• _Given task_
Copy the data below verbatim, beginning at the first line and ending with the line containing "33,56,372,113", including both of those lines.

Dataset records:
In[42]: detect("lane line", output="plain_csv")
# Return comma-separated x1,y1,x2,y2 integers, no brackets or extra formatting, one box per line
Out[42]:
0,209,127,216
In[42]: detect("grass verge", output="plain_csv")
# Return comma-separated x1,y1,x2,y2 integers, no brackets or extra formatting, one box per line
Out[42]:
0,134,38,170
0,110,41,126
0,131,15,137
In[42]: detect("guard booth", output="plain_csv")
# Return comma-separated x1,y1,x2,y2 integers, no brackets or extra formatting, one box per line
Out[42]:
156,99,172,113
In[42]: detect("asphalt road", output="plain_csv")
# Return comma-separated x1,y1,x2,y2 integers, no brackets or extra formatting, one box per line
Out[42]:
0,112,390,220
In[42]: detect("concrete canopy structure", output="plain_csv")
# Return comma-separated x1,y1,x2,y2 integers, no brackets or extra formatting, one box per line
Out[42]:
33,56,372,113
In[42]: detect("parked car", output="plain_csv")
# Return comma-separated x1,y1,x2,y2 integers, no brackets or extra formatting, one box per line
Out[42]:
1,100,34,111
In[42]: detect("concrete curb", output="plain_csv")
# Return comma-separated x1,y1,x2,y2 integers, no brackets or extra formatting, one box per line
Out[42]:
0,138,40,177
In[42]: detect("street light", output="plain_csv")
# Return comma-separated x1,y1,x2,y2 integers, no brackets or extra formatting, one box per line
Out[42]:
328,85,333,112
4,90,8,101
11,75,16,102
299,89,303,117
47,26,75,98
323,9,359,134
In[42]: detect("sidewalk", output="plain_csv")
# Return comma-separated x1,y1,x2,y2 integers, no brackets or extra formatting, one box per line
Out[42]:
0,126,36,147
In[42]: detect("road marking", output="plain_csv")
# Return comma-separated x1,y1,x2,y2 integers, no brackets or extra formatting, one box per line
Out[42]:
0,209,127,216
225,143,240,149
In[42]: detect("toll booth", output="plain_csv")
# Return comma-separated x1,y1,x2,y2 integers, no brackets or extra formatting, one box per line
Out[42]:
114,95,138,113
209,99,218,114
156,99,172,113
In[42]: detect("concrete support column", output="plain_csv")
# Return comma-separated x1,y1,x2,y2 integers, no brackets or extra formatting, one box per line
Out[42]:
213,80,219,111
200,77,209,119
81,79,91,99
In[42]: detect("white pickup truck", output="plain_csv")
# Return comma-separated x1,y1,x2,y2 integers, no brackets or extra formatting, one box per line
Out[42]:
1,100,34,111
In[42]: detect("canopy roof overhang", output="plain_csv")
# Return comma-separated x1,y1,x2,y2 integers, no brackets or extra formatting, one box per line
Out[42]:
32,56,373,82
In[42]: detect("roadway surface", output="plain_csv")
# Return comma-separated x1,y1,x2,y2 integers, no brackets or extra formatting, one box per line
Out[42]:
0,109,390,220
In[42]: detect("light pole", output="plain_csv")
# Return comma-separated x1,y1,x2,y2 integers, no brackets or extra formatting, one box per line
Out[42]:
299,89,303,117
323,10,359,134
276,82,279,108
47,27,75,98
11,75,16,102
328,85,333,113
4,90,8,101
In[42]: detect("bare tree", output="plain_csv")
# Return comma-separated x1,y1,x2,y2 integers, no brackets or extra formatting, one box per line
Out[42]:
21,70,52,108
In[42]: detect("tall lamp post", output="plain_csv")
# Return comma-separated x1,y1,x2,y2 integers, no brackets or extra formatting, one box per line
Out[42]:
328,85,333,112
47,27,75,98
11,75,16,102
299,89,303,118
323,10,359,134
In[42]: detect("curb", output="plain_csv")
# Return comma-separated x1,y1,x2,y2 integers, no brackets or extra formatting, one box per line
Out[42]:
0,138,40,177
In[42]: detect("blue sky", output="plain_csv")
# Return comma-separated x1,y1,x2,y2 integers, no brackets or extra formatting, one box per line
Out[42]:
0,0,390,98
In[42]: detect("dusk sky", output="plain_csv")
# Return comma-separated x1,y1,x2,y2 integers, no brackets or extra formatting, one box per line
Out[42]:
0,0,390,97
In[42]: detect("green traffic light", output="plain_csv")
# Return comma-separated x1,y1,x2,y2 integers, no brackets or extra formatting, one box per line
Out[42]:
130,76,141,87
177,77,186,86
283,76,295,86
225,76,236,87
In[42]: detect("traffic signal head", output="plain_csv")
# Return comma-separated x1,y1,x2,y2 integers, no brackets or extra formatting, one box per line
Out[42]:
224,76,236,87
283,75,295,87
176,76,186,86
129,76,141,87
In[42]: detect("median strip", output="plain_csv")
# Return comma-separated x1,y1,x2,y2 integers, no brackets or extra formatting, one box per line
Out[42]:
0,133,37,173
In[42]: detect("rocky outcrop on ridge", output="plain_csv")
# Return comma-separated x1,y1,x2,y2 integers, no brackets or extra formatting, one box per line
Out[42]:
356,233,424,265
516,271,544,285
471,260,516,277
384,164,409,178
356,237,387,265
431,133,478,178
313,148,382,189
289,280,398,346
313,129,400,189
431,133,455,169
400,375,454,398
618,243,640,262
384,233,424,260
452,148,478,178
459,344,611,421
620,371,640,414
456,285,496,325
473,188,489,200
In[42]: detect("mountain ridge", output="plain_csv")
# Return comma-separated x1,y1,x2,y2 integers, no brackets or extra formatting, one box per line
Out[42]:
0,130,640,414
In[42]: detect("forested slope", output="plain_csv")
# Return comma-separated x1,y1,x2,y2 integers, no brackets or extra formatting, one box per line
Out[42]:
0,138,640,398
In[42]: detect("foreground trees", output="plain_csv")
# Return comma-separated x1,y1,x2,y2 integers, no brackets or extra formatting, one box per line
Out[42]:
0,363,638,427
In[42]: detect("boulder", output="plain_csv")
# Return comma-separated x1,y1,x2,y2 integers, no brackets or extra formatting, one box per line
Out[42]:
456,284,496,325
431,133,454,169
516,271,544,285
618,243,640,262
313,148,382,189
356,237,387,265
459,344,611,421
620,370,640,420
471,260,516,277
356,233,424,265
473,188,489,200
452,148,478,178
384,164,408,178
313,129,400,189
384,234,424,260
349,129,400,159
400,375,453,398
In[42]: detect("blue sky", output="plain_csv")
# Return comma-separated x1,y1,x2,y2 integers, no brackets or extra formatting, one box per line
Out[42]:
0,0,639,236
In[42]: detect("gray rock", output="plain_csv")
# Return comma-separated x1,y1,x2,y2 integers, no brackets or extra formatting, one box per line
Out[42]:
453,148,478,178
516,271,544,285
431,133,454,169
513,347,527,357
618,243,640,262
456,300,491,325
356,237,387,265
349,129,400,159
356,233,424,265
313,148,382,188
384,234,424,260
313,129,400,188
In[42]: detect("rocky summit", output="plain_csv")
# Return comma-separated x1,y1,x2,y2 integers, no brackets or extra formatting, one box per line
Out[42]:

• _Correct result_
In[42]: detect("lane line", output="plain_csv")
# Return comma-separated x1,y1,x2,y2 integers, no brackets or extra formatting, one box per line
Out[42]:
0,209,127,216
In[42]: detect("grass verge", output="plain_csv")
# Return comma-separated x1,y1,x2,y2 integers, no brackets or extra formatting, one box per line
Out[42]:
0,134,38,170
0,110,41,126
0,131,15,137
In[42]: detect("guard booth", output="plain_csv")
# Return comma-separated x1,y1,x2,y2 integers, no brackets or extra formatting, one box per line
Out[42]:
156,99,172,113
In[42]: detect("asphalt road", output="plain_csv")
# Return comma-separated x1,y1,x2,y2 integers, no brackets or extra formatting, one box per line
Out[42]:
0,112,390,220
In[42]: detect("concrete canopy structure", output="plain_csv")
# Return comma-separated x1,y1,x2,y2 integers, no brackets or extra formatting, one box per line
Out[42]:
33,56,372,113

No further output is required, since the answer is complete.